Put the records below into a two-column CSV with the header row text,answer and one row per record. Enclose each field in double quotes and replace any line breaks within a field with spaces.

START Record excerpts

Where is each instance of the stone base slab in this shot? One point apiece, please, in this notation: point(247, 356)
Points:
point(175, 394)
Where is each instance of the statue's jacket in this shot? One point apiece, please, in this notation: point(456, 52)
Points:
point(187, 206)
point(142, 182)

END Record excerpts

**Result:**
text,answer
"Where is each instance of the stone base slab in this shot? One point apiece, please, in this notation: point(247, 356) Points:","point(175, 394)"
"Where is each instance of the statue's jacket in this shot? One point apiece, please, in this notation: point(456, 52) Points:","point(187, 206) point(142, 182)"